• **Your objective**:
Pull out every line from the line containing "# point at: dragonfly in" through the end of the material, both ends included, and reproduce it exactly. Keep pictures out.

Location identification entries:
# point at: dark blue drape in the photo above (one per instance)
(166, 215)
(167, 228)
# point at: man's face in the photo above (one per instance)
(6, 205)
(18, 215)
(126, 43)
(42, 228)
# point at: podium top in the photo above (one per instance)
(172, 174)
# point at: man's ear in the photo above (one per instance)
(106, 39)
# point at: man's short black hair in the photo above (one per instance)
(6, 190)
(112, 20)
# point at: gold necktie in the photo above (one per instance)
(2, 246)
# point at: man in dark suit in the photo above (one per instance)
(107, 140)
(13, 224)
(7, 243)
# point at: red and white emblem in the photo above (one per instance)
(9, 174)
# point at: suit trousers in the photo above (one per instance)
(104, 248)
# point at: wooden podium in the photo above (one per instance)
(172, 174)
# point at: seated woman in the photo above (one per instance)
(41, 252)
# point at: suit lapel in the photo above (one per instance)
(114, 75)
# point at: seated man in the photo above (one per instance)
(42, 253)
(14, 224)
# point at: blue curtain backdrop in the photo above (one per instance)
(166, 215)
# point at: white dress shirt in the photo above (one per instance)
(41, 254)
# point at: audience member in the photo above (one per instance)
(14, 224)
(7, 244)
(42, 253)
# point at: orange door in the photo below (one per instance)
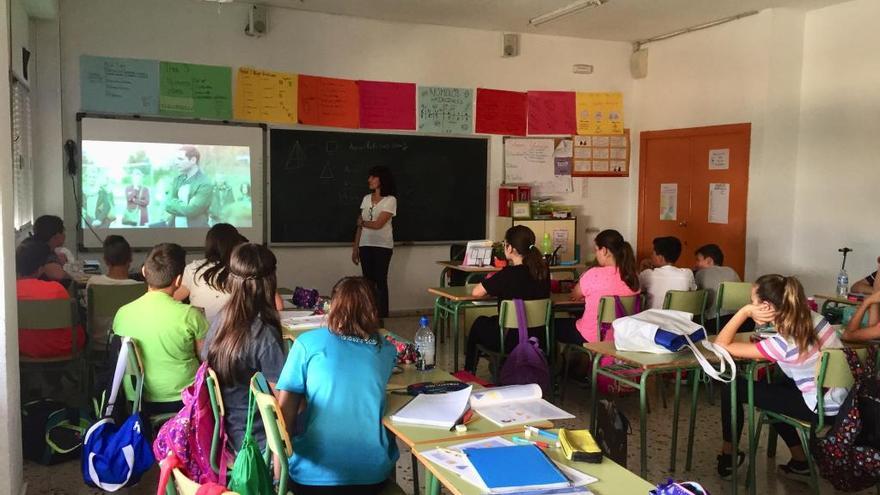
(715, 176)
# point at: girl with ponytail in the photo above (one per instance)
(801, 335)
(525, 277)
(615, 275)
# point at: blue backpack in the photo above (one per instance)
(114, 456)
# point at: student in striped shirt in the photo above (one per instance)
(801, 335)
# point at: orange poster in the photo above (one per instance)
(327, 101)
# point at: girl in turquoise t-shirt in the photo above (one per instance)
(341, 372)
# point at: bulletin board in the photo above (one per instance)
(604, 155)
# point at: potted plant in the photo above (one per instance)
(499, 260)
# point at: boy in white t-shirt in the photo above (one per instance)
(662, 275)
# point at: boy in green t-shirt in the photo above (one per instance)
(168, 333)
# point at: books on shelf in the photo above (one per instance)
(515, 405)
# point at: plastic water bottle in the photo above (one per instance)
(842, 283)
(424, 345)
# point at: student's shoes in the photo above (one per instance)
(725, 464)
(796, 470)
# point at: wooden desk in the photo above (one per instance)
(613, 478)
(450, 301)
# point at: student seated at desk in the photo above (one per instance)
(795, 349)
(525, 277)
(30, 259)
(615, 275)
(341, 372)
(659, 274)
(168, 333)
(246, 337)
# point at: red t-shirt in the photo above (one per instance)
(44, 343)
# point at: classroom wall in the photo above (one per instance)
(743, 71)
(204, 32)
(838, 172)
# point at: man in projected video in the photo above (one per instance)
(189, 198)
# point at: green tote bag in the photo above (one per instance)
(250, 475)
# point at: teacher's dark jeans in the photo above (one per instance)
(374, 263)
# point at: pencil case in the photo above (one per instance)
(579, 446)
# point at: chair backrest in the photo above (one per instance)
(733, 296)
(538, 313)
(691, 301)
(47, 314)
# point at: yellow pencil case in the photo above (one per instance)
(579, 446)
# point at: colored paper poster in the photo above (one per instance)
(501, 112)
(551, 112)
(265, 96)
(599, 113)
(328, 102)
(719, 203)
(446, 110)
(199, 91)
(668, 201)
(119, 85)
(387, 105)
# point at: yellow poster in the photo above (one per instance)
(265, 96)
(599, 113)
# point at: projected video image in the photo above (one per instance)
(165, 185)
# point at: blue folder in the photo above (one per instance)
(515, 469)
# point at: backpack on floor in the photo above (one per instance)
(845, 456)
(526, 363)
(115, 457)
(51, 432)
(189, 434)
(612, 430)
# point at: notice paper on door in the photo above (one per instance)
(668, 201)
(719, 202)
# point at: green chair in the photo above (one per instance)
(538, 314)
(690, 301)
(731, 297)
(833, 371)
(52, 314)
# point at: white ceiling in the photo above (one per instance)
(618, 20)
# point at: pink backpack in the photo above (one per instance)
(526, 363)
(189, 434)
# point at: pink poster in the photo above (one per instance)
(387, 105)
(552, 112)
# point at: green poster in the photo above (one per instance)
(199, 91)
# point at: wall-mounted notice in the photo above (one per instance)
(501, 112)
(446, 110)
(551, 112)
(265, 96)
(197, 91)
(668, 201)
(719, 159)
(328, 102)
(531, 161)
(119, 85)
(601, 155)
(387, 105)
(719, 202)
(599, 113)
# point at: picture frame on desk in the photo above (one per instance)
(520, 209)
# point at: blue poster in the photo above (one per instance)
(119, 85)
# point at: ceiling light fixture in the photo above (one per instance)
(569, 9)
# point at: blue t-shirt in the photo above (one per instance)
(343, 381)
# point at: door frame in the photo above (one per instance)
(644, 136)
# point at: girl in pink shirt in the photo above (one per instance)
(616, 275)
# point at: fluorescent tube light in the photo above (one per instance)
(564, 11)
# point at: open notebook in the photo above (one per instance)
(515, 405)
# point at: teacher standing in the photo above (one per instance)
(374, 240)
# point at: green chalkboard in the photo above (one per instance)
(318, 179)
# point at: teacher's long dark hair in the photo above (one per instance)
(252, 285)
(522, 239)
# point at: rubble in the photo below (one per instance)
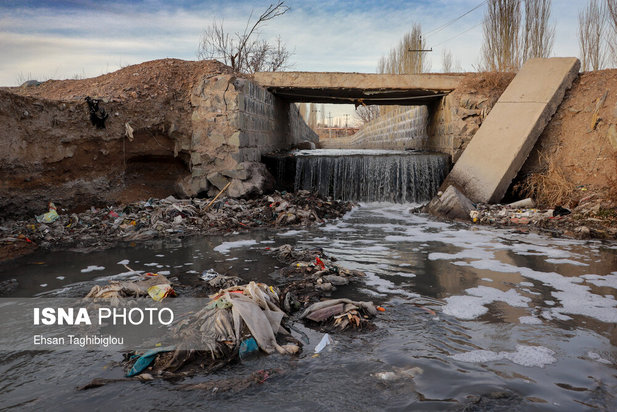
(173, 218)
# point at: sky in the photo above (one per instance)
(61, 39)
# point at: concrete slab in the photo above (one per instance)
(359, 88)
(502, 144)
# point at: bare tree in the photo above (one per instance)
(502, 22)
(611, 6)
(367, 113)
(245, 52)
(407, 57)
(538, 33)
(591, 31)
(447, 61)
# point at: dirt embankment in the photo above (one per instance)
(49, 150)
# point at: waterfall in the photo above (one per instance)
(371, 175)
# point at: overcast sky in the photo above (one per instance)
(65, 38)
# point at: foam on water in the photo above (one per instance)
(92, 268)
(226, 247)
(472, 306)
(529, 356)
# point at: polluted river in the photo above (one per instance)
(475, 318)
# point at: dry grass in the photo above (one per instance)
(550, 187)
(489, 83)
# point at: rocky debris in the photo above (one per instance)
(451, 204)
(174, 218)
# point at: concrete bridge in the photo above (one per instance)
(358, 88)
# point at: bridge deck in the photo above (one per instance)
(359, 88)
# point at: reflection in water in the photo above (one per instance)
(530, 317)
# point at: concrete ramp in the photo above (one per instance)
(501, 145)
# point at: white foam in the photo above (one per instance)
(566, 262)
(291, 233)
(602, 281)
(405, 274)
(530, 320)
(92, 269)
(598, 358)
(470, 307)
(225, 247)
(529, 356)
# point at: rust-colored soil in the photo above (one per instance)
(150, 80)
(574, 158)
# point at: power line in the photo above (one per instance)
(440, 28)
(458, 35)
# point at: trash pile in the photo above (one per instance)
(171, 217)
(308, 276)
(154, 285)
(585, 221)
(341, 313)
(240, 320)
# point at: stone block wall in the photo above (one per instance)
(399, 128)
(235, 121)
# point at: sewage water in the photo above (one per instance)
(520, 322)
(371, 175)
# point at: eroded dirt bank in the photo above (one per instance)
(49, 149)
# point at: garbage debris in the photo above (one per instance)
(239, 321)
(591, 218)
(325, 341)
(151, 284)
(50, 216)
(309, 275)
(341, 313)
(146, 359)
(399, 373)
(173, 218)
(247, 347)
(561, 211)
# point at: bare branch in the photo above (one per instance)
(591, 30)
(538, 34)
(502, 21)
(245, 52)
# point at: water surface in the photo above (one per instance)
(528, 317)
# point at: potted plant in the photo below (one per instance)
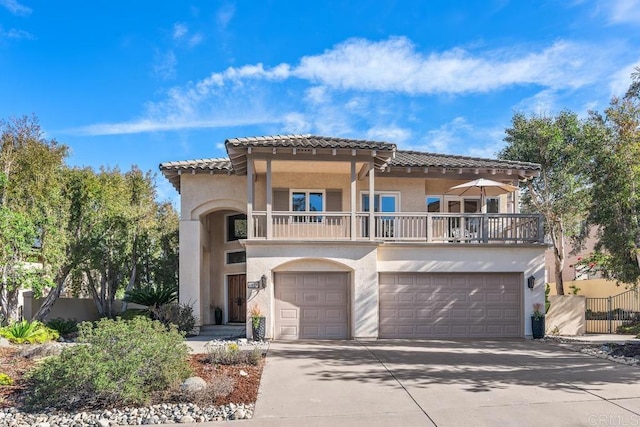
(218, 315)
(258, 323)
(537, 321)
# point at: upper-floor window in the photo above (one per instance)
(307, 201)
(236, 227)
(382, 202)
(493, 205)
(434, 204)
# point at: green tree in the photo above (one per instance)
(615, 175)
(30, 210)
(560, 193)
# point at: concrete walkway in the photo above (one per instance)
(443, 383)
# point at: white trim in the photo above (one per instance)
(226, 227)
(396, 194)
(235, 250)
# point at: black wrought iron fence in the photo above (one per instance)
(604, 315)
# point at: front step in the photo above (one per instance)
(223, 332)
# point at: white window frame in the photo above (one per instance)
(492, 198)
(226, 227)
(395, 194)
(226, 260)
(433, 196)
(307, 191)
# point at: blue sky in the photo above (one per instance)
(144, 82)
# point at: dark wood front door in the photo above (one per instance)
(237, 297)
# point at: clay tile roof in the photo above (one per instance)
(221, 164)
(308, 141)
(418, 159)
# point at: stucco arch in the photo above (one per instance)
(312, 264)
(216, 205)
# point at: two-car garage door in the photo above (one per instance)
(314, 305)
(447, 305)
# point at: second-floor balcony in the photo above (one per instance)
(398, 227)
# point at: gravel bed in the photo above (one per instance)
(156, 414)
(626, 354)
(165, 413)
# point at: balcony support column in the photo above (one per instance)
(250, 233)
(352, 196)
(269, 223)
(372, 201)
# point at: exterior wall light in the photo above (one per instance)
(531, 281)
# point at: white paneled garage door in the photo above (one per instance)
(311, 305)
(450, 305)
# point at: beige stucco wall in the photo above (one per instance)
(566, 315)
(528, 260)
(201, 194)
(593, 288)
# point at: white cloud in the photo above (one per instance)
(391, 133)
(148, 125)
(396, 65)
(355, 86)
(621, 80)
(224, 15)
(295, 123)
(195, 40)
(623, 11)
(16, 8)
(542, 103)
(165, 65)
(443, 139)
(16, 34)
(179, 30)
(316, 95)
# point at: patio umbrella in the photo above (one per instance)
(481, 187)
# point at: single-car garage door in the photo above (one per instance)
(443, 305)
(311, 305)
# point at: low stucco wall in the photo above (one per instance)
(566, 315)
(592, 288)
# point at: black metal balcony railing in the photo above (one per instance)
(400, 227)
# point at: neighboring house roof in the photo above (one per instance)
(418, 159)
(308, 141)
(386, 154)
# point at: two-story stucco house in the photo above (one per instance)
(339, 239)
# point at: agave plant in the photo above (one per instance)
(28, 332)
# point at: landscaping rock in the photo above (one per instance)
(193, 384)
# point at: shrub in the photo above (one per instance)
(179, 315)
(230, 354)
(64, 327)
(632, 328)
(122, 363)
(152, 296)
(28, 332)
(5, 379)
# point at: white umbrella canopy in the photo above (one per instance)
(482, 187)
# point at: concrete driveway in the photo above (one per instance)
(443, 383)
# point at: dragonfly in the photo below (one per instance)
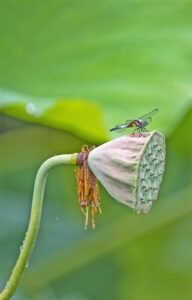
(139, 123)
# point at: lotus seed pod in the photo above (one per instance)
(131, 168)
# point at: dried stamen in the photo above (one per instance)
(87, 187)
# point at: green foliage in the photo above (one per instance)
(70, 71)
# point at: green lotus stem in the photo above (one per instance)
(35, 218)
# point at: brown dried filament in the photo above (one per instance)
(87, 186)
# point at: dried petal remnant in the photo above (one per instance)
(87, 186)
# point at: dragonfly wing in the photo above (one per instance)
(150, 114)
(119, 127)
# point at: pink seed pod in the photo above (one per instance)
(131, 168)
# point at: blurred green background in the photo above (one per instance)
(70, 70)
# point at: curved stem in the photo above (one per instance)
(34, 223)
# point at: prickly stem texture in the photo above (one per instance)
(131, 168)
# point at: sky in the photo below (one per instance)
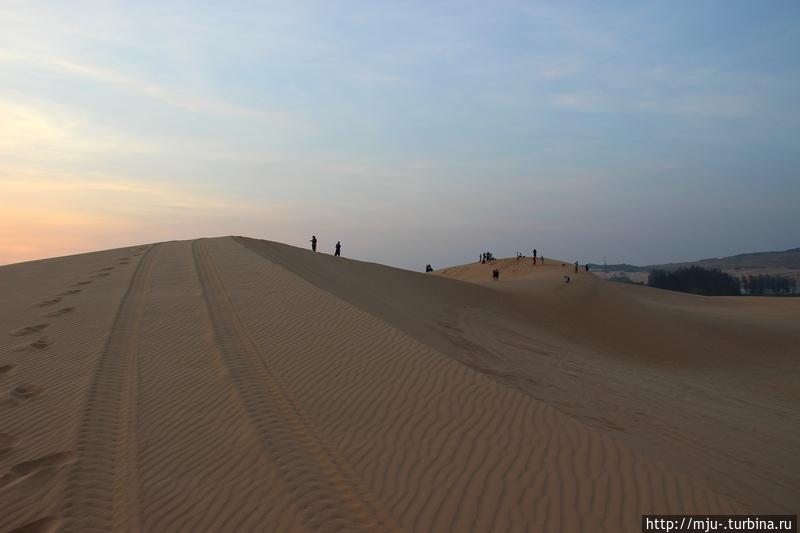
(414, 132)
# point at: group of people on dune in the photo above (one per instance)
(337, 249)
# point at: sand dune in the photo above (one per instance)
(240, 385)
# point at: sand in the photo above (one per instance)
(239, 385)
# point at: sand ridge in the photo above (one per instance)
(213, 387)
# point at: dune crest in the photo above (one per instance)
(233, 384)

• **The response**:
# point at: dragonfly in the photo below (one per instance)
(139, 123)
# point at: lotus seed pod in the photo above (one per instance)
(131, 168)
# point at: dried stamen in the photo above (one per instance)
(87, 187)
# point at: green foliage in the photo above (one per instance)
(70, 71)
# point at: green lotus stem in the photo above (one per instance)
(35, 218)
# point at: brown dried filament in the photo above (one per instance)
(87, 186)
# point at: dried petal remnant in the photo above (one per instance)
(87, 186)
# point at: dragonfly wing in the photo above (one per instance)
(150, 114)
(119, 127)
# point at: pink seed pod in the photo above (one per instance)
(131, 168)
# point at: blurred green background in the photo above (one per instance)
(70, 70)
# point at: curved stem in the photo above (one per instance)
(34, 223)
# point at: prickly stem texture in the photo above (one per instance)
(131, 168)
# point at: sky in the photo below (one per instance)
(414, 132)
# point at: group of people on dune in the photo above (one per instance)
(337, 249)
# point at: sand dune in the photo above (one per instance)
(240, 385)
# point at: sand in the photo above (one per instance)
(239, 385)
# point at: sand ridge in the photo above (one per instance)
(213, 387)
# point at: dune crest in the photo above (one per instance)
(233, 384)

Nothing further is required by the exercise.